▶ _Consignes_
1: Dans l'extrait sur la biomasse, relevez les « autres considérations écologiques » énumérées au sujet des enjeux écologiques.
2: Reprenez l'extrait sur la biomasse à la suite de sa dernière phrase.
━━━━━ Extrait retenu ━━━━━
De plus, les utilisations de la biomasse sont susceptibles d'évoluer en fonction des progrès que la recherche, le développement et l'innovation permettront d'effectuer. Aujourd'hui, nous envisageons principalement des utilisations énergétiques, sous des angles d'ailleurs différenciés, avec la production d'énergie d'un côté, et de l'autre, la promotion de techniques plus sobres que ce soit dans le bâtiment ou dans différents matériaux d'usage plus ou moins quotidien. Demain, nous pourrions voir s'amplifier le nombre des produits biosourcés sans que l'inventaire des possibles soit aujourd'hui réalisable.

Le potentiel de mobilisation de la biomasse est donc considérable. Mais, du potentiel à la mobilisation effective, il y a un pas immense.

Et, nous ne disposons pas réellement de guides très assurés pour comprendre les déterminants du franchissement de ce pas.

Nous devons nous attacher à mieux les cerner en fonction des enjeux de toutes natures que nous pouvons imaginer.

La saisine de la commission des affaires économiques du Sénat les a mentionnés dans toutes leurs dimensions.

Enjeux écologiques, bien sûr, avec la question de la contribution de la valorisation non alimentaire de la biomasse aux objectifs de la transition énergétique sous contrainte du respect d'autres considérations écologiques : la biodiversité, l'intégrité des sols, la disponibilité de l'eau, mais aussi de contraintes aussi importantes que la couverture des besoins alimentaires. Nous sommes là face à la question importante des conflits d'usage.
━━━━━ Données à examiner ━━━━━
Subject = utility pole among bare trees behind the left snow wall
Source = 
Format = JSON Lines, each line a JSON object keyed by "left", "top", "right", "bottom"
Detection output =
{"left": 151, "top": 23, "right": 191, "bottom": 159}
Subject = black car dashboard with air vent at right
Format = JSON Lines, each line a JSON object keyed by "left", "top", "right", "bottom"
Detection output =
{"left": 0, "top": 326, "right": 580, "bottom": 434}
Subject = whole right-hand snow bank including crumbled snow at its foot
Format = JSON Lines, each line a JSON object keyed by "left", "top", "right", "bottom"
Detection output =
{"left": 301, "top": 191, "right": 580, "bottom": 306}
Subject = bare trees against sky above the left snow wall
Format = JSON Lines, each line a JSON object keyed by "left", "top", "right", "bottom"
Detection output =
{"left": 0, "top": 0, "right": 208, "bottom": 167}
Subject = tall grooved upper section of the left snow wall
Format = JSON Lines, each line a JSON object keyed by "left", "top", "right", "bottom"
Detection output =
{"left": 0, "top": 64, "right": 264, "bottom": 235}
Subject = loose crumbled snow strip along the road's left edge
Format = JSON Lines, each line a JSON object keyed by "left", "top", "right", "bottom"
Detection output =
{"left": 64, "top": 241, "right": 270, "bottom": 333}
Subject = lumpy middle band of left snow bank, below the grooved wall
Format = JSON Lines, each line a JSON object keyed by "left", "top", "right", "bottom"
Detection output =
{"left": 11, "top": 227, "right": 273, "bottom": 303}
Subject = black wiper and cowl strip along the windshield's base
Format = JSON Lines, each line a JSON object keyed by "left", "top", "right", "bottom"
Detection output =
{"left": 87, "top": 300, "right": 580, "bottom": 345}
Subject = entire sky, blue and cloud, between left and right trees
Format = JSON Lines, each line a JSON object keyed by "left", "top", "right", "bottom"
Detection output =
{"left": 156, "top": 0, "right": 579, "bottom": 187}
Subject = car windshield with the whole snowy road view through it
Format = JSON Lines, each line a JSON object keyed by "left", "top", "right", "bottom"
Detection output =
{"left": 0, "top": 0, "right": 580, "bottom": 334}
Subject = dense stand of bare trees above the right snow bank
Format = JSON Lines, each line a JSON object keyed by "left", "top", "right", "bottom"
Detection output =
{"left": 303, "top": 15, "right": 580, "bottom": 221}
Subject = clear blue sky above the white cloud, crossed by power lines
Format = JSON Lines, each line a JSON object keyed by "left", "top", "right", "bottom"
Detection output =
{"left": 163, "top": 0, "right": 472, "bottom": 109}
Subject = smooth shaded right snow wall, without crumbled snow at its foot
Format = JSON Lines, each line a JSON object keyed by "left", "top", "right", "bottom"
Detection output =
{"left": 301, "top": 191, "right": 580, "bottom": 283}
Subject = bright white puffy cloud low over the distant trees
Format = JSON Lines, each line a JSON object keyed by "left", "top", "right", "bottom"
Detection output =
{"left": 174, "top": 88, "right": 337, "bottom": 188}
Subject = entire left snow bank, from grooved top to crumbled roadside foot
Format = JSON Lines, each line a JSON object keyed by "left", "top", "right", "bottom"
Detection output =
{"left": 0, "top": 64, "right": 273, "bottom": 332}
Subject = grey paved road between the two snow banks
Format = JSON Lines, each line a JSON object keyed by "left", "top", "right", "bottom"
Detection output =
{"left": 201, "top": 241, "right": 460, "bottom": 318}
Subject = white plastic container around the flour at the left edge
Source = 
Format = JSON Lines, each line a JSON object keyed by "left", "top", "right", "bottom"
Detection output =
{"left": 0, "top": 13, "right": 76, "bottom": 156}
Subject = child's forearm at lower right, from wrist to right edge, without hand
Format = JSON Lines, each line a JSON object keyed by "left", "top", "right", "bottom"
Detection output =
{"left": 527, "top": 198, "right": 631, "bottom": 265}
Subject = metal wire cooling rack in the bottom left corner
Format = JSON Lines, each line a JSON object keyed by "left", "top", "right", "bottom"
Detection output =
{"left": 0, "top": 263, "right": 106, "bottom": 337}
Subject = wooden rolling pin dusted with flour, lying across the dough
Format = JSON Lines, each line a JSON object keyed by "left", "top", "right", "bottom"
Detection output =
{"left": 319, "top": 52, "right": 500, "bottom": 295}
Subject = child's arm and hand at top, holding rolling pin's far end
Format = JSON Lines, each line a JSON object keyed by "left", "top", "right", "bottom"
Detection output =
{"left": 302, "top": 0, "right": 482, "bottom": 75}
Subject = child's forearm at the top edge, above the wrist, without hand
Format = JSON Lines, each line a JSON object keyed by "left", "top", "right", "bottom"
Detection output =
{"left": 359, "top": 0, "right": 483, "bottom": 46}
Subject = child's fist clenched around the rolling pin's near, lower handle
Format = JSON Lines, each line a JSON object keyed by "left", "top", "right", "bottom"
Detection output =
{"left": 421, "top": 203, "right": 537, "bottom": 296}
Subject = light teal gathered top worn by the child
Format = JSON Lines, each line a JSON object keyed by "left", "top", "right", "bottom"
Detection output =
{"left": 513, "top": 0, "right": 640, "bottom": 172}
━━━━━
▶ _Réponses_
1: La biodiversité, l'intégrité des sols et la disponibilité de l'eau.

2:
Enjeux économiques et d'emploi qui posent le problème de l'existence de modèles économiques viables pour valoriser les ressources sans omettre le problème de la prise en considération des coûts associés à l'inaction si l'on devait faire l'impasse sur des ressources économes en gaz à effet de serre. Nous sommes là confrontés à la difficulté d'évaluer les coûts économiques comme d'effectuer des choix économiques, scientifiques et technologiques qui dépendent de la détermination des objectifs sociaux.

Enjeux d'indépendance stratégique aussi compte tenu de l'origine géographique des approvisionnements énergétiques qui, en plus de plomber la balance commerciale, rendent dépendant de zones où de possibles conflits peuvent devenir disruptifs pour le bon fonctionnement de la vie économique.

Tous ces enjeux soulèvent des questions formidables puisqu'ils s'intègrent dans des paradigmes différenciés, difficilement unifiables tout en se situant dans des schémas systémiques qui imposent de les combiner, sauf à manquer des synthèses nécessaires pour guider l'action.

Bref, nous avons devant nous des difficultés analytiques majeures et, en conséquence, un déficit de synthèses.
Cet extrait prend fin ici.